AIM OF THE EXERCISE =
Write out all of the material below word for word, omitting the pictures.
***** RECORDS
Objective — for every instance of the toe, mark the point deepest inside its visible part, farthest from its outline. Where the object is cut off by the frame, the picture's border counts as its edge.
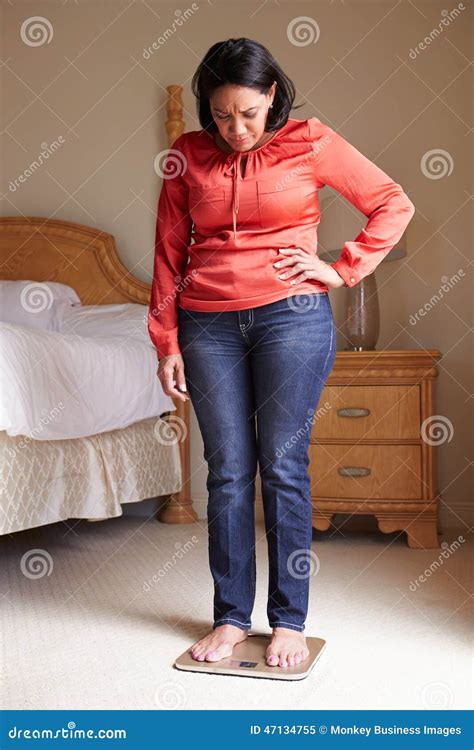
(272, 660)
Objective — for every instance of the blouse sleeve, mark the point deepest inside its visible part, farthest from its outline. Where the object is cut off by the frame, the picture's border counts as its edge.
(172, 238)
(371, 191)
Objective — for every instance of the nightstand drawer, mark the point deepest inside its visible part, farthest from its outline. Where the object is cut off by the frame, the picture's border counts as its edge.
(374, 412)
(365, 471)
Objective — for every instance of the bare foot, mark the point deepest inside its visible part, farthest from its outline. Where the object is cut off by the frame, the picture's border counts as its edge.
(287, 648)
(218, 644)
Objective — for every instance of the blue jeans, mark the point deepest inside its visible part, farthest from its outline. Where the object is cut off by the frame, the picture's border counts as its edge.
(254, 378)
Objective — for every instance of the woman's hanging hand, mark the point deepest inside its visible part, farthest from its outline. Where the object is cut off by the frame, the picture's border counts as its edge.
(171, 375)
(304, 266)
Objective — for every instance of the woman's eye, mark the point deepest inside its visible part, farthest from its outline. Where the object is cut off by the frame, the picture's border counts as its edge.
(249, 116)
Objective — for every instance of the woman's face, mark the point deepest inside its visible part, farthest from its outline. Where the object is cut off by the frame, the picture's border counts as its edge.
(240, 114)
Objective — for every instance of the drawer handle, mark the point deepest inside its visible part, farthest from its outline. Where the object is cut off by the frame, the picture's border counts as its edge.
(353, 471)
(353, 411)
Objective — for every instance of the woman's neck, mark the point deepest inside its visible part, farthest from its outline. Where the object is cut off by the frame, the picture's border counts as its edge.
(222, 143)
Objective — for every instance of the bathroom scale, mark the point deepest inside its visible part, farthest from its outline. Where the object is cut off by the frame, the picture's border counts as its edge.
(248, 660)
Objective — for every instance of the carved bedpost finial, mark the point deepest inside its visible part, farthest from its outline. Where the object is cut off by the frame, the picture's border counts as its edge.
(174, 108)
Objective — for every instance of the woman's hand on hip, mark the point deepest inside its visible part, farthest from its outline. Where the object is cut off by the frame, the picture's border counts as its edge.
(171, 375)
(305, 266)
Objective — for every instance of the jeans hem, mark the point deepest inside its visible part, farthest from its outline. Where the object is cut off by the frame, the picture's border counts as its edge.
(237, 623)
(288, 625)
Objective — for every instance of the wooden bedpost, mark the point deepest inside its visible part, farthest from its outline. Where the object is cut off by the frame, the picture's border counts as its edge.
(179, 506)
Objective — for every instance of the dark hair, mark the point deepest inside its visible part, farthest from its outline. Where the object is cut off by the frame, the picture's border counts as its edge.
(242, 62)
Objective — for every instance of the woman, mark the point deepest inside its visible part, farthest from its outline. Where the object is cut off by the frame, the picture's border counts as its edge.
(253, 335)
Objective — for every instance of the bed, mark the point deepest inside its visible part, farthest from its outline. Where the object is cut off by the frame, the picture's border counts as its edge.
(89, 461)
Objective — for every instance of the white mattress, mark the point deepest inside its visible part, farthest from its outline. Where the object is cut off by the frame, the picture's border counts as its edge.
(97, 374)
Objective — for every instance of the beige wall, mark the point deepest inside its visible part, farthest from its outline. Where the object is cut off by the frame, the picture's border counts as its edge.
(92, 86)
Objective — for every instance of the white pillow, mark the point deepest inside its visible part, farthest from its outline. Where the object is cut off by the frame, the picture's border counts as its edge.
(126, 320)
(35, 304)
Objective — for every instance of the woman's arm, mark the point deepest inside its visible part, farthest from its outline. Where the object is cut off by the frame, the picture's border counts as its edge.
(172, 238)
(370, 190)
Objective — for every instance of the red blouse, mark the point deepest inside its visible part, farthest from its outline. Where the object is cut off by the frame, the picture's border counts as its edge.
(217, 233)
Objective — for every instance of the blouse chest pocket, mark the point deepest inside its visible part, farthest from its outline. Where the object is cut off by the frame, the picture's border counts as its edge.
(207, 205)
(278, 204)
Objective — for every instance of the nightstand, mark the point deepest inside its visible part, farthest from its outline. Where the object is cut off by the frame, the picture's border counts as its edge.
(371, 451)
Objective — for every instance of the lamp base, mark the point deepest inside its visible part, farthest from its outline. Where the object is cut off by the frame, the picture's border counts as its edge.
(362, 323)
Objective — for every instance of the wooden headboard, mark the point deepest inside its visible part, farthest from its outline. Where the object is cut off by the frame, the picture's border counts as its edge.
(41, 249)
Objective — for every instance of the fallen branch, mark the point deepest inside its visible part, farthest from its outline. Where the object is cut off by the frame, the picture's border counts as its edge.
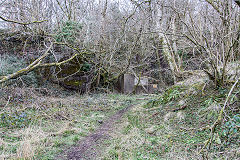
(219, 120)
(37, 64)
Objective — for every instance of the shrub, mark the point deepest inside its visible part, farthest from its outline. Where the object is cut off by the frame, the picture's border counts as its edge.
(10, 64)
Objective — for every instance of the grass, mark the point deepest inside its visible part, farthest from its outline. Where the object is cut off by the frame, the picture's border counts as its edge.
(50, 124)
(152, 131)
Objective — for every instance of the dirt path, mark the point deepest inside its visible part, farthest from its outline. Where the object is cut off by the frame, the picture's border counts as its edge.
(88, 148)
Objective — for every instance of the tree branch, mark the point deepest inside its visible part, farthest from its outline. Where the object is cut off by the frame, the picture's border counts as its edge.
(22, 23)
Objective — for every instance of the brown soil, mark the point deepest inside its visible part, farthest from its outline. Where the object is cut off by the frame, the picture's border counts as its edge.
(91, 147)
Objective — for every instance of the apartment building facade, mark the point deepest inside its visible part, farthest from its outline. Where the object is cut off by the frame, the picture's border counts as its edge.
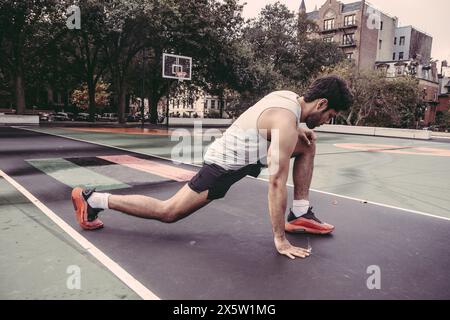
(362, 32)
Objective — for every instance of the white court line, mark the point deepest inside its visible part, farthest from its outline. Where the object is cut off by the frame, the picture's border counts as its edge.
(117, 270)
(290, 185)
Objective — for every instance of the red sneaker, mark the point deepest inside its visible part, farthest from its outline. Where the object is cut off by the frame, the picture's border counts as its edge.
(307, 223)
(85, 214)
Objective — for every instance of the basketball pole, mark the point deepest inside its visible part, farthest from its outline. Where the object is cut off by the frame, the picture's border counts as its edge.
(167, 104)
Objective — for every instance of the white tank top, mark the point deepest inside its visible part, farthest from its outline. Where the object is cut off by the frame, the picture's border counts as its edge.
(242, 144)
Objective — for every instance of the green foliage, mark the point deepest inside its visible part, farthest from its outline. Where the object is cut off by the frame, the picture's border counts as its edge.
(379, 101)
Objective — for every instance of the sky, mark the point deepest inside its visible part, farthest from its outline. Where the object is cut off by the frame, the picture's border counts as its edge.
(431, 16)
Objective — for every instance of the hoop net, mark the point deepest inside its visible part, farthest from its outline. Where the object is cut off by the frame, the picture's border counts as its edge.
(181, 75)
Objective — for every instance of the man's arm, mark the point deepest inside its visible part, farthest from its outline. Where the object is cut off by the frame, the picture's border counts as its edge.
(284, 139)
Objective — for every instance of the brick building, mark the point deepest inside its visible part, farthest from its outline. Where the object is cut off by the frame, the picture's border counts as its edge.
(365, 34)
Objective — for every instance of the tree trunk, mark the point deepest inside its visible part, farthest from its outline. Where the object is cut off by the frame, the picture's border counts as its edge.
**********
SOLVED PROBLEM =
Objective — for every instance of the toe, mark the point deepest inside its visible part, farthest from its outline. Where the object is cut off by the frame, the picture's border counts as its edge.
(272, 660)
Objective — for every instance of the blouse sleeve, mark the point deepest inside its visible part, farthest from its outline. Where the object is cut off by the frame, the picture's border counts as its edge.
(172, 238)
(371, 191)
Objective — for every instance of the nightstand drawer, mark the point deepest inside its visible part, farthest from its outline. Where the object is cut off by the frame, the picture's border counts as its edge.
(374, 412)
(365, 471)
Objective — for every instance of the bare foot, mark the point deepest inside its visible part, farthest from its outline. Where the object is cut off by the frame, the picture's border counts as its edge.
(287, 648)
(218, 644)
Objective — for every instance of the blue jeans, mark the point deepest inside its visible part, farthest from its outline. Where the object is cut off by the frame, the picture's border counts as its edge.
(254, 378)
Objective — for every instance of the woman's hanging hand, mark the point deepest inside its visible part, farthest from its outline. Where the object is cut off by the frame, the picture's border counts as its edge.
(171, 375)
(304, 266)
Objective — for every instance of the woman's eye, mark the point deepest inside its visible part, farthest from its outline. Where the object is cut off by the frame, the picture's border counts as its edge.
(249, 116)
Objective — for every instance of the woman's face, mark the point deepest inside its visible part, farthest from its outline. Where the object is cut off by the frame, the picture's border counts as its edge.
(240, 114)
Objective — for every instance of the drawer handle, mark the point deepest inside its visible part, farthest from its outline. Where the object is cut off by the frame, the picture's border counts as its edge.
(353, 471)
(353, 411)
Objective — for every instance of the woman's neck, mark the point deepest inside its visible part, farthest from its outline. Where the object is cut off by the frame, the picture's border counts as its edge.
(222, 143)
Objective — for every instance of the bathroom scale, mark the point deepest inside its visible part, farthest from its outline. Where the object is cut off by the frame, the picture's border counts as its edge.
(248, 660)
Objective — for every instance of the carved bedpost finial, mark the point deepest inside its visible part, farthest from its outline. Where the object is cut off by the frame, the picture's border counts as its edge.
(174, 108)
Objective — for every instance of the woman's hand on hip, mark the point deepest inside its visible part, farthest from its outline. Where the object is cut off by the frame, the picture's border counts as its edge.
(171, 375)
(305, 266)
Objective — for every instance of the jeans hem, mark the point deepest inside its visible part, farthest from its outline. Where the object is cut off by the frame, the picture's border counts as its edge.
(237, 623)
(288, 625)
Objective — for every instance of the wooden bedpost, mark the point deepest inside its visible part, farthest from its outline. Where the object is cut off by the frame, the picture's border counts as its edge.
(179, 506)
Objective — for every instance of the dark hair, mark the point deepest inside its visible part, farthest from its outline. Where the object is cut off by the frame, the picture's border counts as its edge.
(242, 62)
Objective — for every instance of the woman, mark the point deepest inside its visible part, farthest from its outline. Where the object is cut off by the frame, the picture's border counts as its edge.
(253, 335)
Objective — for every instance of the bed, mark the point deepest inside its visible part, farthest from its outline. Where the object is cut off by the frame, the picture's border counts as its edge.
(89, 461)
Objective — for every instance of the white mattress, mark the point deepest inside its visible part, farthest from its outline. Where the object is cut off by the frame, the picture's border counts as its edge.
(97, 374)
Objective — for every instance of the beige wall, mark the point deepest inside its visible part, farthest from its outline. Where the object is cut off by the frame, the picture's border counts as its edge.
(92, 86)
Objective — for every instance of the white pillow, mark the point deepest inside its visible part, farthest from its outline. Where the object is cut off by the frame, the picture's border counts as its edge.
(126, 320)
(35, 304)
Objective — for every instance of the woman's arm, mark the point deepest inside its visible part, farthest from its outline. Where the object is cut off by the frame, the picture's border counts as its edge.
(172, 238)
(370, 190)
Objective — for every instance of the red blouse, mark the point deepest inside its visible part, farthest from its outline. Where the object is cut off by the frame, the picture's border counts as its edge.
(217, 233)
Objective — for every instance of the blouse chest pocket, mark the point deepest inside its visible part, farthest from its outline. Where the object is cut off by the frame, the picture's border counts as its edge.
(207, 205)
(278, 204)
Objective — for every instance of the nightstand, mark the point deepest inside its visible part, farthest from its outline. Where the object is cut off by the frame, the picture's border counts as its edge.
(371, 451)
Objective — for every instance of the lamp base, mark the point deepest inside its visible part, farthest from its outline. Where the object is cut off by the frame, the picture's border counts as its edge.
(362, 323)
Objective — for every instance of the wooden headboard, mark the point deepest inside its visible part, farthest from its outline. Where the object is cut off by the frame, the picture's border counts as its edge.
(41, 249)
Objective — for every instance of the fallen branch, mark the point deepest inside its visible part, farthest from its outline. Where the object is cut off by the frame, the picture's border counts as its edge.
(219, 120)
(37, 64)
Objective — for every instance of the shrub, mark the point deepest inside its visible part, farthest from its outline. Where the object is cut off by the frame, the picture's border counts as its edge.
(10, 64)
Objective — for every instance of the grass, mark the point deepest inside its visible part, farthest from its outline. Where the object is cut off by the frame, the picture's border counts as its edge.
(50, 124)
(152, 131)
Objective — for every instance of the dirt path, mark the point deepest inside its visible part, farthest from its outline. Where the object is cut off by the frame, the picture's border counts as its edge.
(88, 148)
Objective — for every instance of the tree branch, mark the point deepest inside its visible part, farthest from its outline. Where the object is cut off by the frame, the picture's border counts as its edge.
(22, 23)
Objective — for every instance of the brown soil, mark the point deepest inside its visible part, farthest from its outline. Where the object is cut off by the frame, the picture's border counts as its edge.
(91, 147)
Objective — for every instance of the apartment building facade, mark the point deepest inside its visible part, farthest from its outline. Where the object is cut off by the frame, the picture's border counts as its edge.
(362, 32)
Objective — for every instance of the white court line, mark the point deepest inside its visible part, farthest from its outline. Where the object is cut off by the frame, the picture's border counts as its edge.
(117, 270)
(290, 185)
Objective — for every instance of the red sneaker, mark the point deepest inside its visible part, farthest from its outline. Where the object is cut off by the frame, the picture's border counts as its edge.
(307, 223)
(85, 214)
Objective — for every instance of the basketball pole, mark the point deepest inside its visible part, farthest from its outline. Where the object is cut off by the frame, the picture's border counts as its edge.
(167, 104)
Objective — for every instance of the white tank top, mark the point deepest inside its visible part, farthest from its outline. Where the object is cut off by the frame, the picture's border counts as its edge.
(242, 144)
Objective — for every instance of the green foliage, mark the point deepest inside its visible part, farthest from its outline. Where the object is cut off by the frame, the picture's border counts as its edge.
(379, 101)
Objective — for every instance of the sky, mark the point deepest inside its visible part, farthest from its outline. Where the object is cut off by the frame, the picture's border counts as its edge.
(431, 16)
Objective — for every instance of the hoop net, mark the point deepest inside its visible part, farthest from its outline. Where the object is cut off by the frame, the picture's border counts as its edge.
(181, 75)
Objective — for every instance of the man's arm, mark the point deepest inside its visible part, farthest from its outline. Where the object is cut off by the frame, the picture's border counts as its edge.
(284, 139)
Objective — for every instance of the brick building, mark the point deepest inside its visible part, farthest from its outline. Where the object is cut off by the frame, the picture's border counts as its edge.
(365, 34)
Objective — for every instance of the tree trunk, mark the point deepest inside its visible part, farthest from its outline. Where the object is cut off by the frame, the picture's border counts as its edge.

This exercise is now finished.